Set exercise: Write out every line of the listing below, from the line containing "Locate the desert" down to the line containing "<point>305,300</point>", both included, exactly as each line appears.

Raw records
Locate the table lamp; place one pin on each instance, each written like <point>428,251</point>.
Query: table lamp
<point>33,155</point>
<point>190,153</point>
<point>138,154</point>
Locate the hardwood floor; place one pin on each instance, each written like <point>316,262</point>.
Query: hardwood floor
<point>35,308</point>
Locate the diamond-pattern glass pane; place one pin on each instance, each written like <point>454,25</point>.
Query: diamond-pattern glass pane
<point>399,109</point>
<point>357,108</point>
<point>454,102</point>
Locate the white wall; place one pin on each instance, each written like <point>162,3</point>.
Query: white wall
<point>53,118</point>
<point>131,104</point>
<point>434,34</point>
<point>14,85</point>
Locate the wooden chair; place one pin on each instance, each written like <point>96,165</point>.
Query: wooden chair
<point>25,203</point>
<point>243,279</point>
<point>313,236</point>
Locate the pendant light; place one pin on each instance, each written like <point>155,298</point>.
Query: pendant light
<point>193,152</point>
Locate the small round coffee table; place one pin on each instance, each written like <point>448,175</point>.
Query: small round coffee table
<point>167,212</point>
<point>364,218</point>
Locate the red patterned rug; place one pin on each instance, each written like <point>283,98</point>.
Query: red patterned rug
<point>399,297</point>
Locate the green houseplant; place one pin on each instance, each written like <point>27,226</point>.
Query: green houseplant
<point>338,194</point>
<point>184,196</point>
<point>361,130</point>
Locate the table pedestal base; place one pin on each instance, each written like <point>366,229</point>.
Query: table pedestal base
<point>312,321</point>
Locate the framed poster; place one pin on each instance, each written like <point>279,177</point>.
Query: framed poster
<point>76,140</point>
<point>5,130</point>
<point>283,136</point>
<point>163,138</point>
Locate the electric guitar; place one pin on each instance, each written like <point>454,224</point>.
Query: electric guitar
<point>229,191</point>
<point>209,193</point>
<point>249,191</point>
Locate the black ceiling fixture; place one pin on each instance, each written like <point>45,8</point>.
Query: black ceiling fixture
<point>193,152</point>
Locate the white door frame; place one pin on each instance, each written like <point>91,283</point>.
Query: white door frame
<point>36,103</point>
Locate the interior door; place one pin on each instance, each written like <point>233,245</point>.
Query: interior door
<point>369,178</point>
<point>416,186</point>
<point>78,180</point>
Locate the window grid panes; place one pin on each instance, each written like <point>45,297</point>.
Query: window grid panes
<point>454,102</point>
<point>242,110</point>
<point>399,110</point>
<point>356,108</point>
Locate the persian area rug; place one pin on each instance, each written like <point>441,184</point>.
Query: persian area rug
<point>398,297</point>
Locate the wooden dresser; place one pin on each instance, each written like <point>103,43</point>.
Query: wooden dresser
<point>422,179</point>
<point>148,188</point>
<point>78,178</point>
...
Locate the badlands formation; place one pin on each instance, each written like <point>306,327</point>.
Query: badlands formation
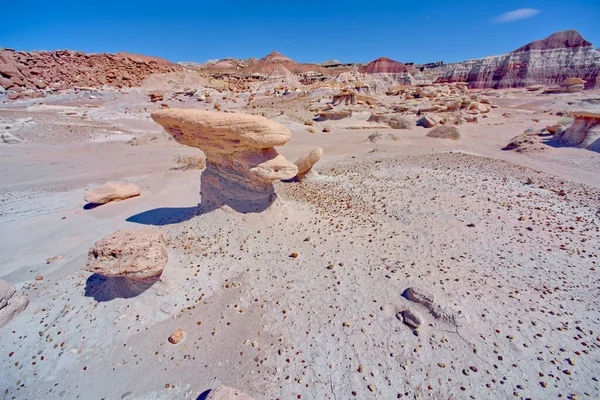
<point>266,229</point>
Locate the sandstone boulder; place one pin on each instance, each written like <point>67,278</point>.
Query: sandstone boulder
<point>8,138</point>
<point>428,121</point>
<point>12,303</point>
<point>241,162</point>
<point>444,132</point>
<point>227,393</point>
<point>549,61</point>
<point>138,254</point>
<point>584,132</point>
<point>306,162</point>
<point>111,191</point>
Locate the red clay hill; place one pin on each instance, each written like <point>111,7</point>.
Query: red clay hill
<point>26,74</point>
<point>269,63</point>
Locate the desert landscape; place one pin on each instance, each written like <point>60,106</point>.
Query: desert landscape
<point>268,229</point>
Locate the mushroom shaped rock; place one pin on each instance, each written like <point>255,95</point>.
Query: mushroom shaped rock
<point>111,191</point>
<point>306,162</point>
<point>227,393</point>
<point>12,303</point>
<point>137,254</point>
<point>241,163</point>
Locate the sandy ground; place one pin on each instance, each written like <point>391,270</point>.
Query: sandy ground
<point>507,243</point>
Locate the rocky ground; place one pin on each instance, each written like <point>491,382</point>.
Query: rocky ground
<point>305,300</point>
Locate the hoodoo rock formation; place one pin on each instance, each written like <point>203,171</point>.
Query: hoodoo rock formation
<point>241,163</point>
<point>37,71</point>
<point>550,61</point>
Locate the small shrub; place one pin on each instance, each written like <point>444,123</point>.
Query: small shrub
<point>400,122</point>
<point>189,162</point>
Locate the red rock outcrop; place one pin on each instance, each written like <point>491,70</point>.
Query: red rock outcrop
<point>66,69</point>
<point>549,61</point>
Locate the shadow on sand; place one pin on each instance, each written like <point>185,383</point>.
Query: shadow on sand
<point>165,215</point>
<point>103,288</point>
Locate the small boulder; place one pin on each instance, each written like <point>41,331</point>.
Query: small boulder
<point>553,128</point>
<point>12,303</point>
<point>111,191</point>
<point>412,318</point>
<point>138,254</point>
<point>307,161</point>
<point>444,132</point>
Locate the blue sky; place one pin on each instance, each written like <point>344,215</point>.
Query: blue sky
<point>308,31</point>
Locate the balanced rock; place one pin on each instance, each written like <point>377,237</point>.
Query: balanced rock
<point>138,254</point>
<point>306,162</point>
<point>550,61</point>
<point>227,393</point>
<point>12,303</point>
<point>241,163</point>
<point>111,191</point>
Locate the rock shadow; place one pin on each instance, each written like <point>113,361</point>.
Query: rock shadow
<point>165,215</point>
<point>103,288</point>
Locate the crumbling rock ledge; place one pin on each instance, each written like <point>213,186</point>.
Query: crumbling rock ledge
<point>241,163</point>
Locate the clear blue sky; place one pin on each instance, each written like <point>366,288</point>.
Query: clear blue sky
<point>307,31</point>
* * *
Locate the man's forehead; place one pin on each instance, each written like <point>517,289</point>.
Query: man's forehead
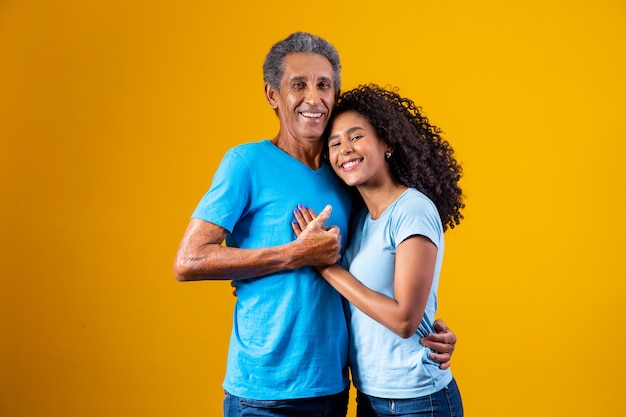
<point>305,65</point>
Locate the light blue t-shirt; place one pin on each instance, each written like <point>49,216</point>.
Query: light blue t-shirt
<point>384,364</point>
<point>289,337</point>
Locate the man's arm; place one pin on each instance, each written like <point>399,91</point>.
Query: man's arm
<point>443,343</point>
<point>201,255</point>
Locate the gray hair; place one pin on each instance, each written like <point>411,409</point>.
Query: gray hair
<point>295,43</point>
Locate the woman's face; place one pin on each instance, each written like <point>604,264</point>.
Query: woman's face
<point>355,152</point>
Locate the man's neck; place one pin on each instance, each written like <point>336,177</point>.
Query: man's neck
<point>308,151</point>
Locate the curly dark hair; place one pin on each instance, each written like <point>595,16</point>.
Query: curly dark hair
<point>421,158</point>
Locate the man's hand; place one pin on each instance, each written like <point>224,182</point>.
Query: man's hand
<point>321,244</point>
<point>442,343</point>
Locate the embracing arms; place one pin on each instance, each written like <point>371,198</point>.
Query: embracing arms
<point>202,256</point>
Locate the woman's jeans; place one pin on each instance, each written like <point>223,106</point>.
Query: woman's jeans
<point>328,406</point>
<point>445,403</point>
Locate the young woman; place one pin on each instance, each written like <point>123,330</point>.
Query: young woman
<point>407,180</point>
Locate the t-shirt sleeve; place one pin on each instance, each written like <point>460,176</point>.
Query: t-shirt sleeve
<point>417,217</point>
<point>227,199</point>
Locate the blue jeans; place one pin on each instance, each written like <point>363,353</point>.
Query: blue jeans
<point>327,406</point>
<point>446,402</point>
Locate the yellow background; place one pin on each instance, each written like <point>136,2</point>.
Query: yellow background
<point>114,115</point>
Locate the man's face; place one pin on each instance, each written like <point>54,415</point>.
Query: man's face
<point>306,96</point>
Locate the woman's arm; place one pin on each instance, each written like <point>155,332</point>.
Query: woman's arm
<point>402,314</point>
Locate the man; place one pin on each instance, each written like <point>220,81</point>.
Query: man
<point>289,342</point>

Answer to the task:
Locate the desert landscape; place one pin on each instance, each written like <point>60,106</point>.
Query: desert landscape
<point>268,229</point>
Locate the mushroom shaped rock; place one pin on each instance, each written like <point>255,95</point>.
Query: mushroom shaped rock
<point>111,191</point>
<point>306,162</point>
<point>227,393</point>
<point>12,303</point>
<point>137,254</point>
<point>241,163</point>
Locate the sandy ground; place one pin on each instance, each written like <point>391,270</point>.
Query: sandy ground
<point>507,243</point>
Locate the rocky ground; place one pin on each instance, each written like <point>491,382</point>.
Query: rocky ground
<point>305,300</point>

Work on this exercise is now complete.